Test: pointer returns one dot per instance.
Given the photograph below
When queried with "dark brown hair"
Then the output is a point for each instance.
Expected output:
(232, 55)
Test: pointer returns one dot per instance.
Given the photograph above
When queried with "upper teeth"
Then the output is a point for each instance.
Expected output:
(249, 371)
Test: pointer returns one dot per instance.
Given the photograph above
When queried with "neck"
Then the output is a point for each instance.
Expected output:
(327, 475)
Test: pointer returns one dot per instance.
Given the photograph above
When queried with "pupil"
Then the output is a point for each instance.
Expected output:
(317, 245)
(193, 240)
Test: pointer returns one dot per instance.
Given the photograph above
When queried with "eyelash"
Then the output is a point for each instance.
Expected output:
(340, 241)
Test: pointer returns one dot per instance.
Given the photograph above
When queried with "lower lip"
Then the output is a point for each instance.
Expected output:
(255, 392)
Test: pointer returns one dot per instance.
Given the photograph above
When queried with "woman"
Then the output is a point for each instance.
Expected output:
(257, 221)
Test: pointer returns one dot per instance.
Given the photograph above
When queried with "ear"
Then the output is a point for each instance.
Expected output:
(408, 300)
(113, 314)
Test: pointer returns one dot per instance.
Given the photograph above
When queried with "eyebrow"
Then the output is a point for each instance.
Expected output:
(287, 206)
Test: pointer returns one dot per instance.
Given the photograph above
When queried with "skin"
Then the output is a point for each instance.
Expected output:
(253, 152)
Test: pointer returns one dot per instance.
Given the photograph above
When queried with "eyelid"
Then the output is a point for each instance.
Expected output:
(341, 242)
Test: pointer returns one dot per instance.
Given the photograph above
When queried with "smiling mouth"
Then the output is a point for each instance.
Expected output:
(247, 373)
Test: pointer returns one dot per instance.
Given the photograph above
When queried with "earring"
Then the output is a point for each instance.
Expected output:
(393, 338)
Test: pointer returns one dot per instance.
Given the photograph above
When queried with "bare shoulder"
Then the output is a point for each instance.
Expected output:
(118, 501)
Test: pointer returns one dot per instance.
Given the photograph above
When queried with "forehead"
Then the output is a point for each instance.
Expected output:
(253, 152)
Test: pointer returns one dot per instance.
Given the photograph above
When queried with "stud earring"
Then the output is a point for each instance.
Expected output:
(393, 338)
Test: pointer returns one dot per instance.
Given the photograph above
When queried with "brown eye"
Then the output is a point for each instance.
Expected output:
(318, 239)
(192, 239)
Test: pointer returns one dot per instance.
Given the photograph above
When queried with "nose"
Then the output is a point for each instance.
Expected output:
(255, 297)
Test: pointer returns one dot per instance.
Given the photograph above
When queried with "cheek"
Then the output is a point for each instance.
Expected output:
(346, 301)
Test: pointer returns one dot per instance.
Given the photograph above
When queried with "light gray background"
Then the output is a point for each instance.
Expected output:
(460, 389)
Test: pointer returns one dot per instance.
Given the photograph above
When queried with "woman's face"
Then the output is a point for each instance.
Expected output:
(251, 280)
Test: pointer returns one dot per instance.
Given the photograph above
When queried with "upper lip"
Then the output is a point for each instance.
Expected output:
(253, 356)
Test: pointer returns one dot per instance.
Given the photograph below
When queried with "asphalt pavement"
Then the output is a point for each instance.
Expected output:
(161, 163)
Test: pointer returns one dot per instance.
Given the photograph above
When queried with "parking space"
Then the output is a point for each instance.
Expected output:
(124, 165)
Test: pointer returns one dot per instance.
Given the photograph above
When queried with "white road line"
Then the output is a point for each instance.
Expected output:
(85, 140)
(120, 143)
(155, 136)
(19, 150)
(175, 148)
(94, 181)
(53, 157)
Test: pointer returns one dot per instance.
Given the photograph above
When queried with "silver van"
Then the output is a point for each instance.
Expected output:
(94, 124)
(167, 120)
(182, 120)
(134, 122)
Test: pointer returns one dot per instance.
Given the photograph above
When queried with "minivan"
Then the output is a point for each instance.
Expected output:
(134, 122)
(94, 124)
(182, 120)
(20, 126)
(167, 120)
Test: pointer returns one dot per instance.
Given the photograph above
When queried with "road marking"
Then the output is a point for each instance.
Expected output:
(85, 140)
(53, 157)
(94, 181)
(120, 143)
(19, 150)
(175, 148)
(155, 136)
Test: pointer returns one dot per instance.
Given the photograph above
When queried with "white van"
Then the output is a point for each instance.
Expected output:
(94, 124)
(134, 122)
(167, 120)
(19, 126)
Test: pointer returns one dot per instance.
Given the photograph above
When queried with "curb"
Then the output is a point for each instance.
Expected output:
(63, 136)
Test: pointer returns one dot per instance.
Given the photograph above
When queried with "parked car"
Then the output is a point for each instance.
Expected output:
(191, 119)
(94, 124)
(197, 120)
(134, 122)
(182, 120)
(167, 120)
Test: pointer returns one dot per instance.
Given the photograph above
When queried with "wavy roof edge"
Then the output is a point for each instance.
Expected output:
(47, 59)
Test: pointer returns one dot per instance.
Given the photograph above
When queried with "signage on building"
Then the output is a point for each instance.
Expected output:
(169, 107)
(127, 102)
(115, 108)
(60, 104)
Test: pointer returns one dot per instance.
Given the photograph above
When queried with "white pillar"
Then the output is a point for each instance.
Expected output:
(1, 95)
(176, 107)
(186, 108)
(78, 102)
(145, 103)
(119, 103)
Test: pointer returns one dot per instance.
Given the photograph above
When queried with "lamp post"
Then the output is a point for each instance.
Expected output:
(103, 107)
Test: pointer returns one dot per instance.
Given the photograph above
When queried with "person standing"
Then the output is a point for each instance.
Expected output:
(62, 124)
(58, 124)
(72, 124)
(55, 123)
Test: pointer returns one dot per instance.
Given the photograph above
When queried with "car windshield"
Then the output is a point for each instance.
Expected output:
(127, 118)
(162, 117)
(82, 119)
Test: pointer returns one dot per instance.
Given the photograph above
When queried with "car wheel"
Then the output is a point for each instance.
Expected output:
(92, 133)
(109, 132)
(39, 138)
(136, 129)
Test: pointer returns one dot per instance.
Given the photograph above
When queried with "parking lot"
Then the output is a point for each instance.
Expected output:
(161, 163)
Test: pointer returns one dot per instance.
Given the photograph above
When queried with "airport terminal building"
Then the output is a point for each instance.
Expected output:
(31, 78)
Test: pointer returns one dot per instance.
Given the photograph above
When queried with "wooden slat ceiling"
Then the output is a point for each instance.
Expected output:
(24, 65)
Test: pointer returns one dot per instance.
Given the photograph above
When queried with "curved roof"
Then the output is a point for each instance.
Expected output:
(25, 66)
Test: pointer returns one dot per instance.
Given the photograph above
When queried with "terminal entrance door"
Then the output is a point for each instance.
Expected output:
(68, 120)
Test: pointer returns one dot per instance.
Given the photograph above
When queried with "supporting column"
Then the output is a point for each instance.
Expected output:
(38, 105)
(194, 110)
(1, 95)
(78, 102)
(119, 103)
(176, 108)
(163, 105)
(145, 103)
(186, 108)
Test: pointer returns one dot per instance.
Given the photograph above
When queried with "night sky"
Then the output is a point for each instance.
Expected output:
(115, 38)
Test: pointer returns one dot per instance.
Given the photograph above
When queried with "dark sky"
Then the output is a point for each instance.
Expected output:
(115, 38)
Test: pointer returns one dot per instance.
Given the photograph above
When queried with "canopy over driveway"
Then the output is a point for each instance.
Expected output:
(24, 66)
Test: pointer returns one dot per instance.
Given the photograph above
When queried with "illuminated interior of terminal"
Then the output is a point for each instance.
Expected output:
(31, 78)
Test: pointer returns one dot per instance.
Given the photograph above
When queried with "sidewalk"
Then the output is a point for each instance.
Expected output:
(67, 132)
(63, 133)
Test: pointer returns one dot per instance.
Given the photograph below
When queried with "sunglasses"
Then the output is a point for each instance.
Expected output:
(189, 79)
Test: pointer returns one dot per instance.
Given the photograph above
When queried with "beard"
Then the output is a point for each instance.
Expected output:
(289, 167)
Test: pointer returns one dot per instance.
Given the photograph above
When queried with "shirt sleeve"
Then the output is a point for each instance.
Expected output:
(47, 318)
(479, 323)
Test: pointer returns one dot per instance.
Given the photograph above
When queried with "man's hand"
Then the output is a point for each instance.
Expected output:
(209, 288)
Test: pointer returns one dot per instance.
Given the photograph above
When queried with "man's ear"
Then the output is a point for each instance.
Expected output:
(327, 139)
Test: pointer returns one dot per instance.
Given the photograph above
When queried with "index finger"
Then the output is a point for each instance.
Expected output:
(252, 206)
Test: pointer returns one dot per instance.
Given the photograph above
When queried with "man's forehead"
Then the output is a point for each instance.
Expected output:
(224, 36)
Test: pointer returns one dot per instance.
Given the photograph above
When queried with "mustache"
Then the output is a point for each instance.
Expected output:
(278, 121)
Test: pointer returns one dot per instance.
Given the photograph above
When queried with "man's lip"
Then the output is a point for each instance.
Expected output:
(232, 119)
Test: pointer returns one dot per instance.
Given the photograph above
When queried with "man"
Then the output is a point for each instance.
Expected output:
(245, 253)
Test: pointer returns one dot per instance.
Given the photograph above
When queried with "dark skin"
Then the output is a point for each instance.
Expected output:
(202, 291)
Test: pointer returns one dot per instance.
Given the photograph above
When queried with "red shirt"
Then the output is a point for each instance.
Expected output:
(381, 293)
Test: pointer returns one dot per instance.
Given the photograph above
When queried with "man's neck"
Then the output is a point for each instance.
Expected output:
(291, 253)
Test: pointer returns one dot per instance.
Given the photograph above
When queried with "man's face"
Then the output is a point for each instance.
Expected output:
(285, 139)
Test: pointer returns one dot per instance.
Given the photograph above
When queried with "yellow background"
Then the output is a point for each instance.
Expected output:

┄┄┄┄┄┄┄┄┄┄

§ **Task prompt**
Gather every line in the entries above that contains the word "building" and copy each one in full. Case counts.

§ **Output for this exercise**
When queried with "signage on building"
When queried with "airport terminal building"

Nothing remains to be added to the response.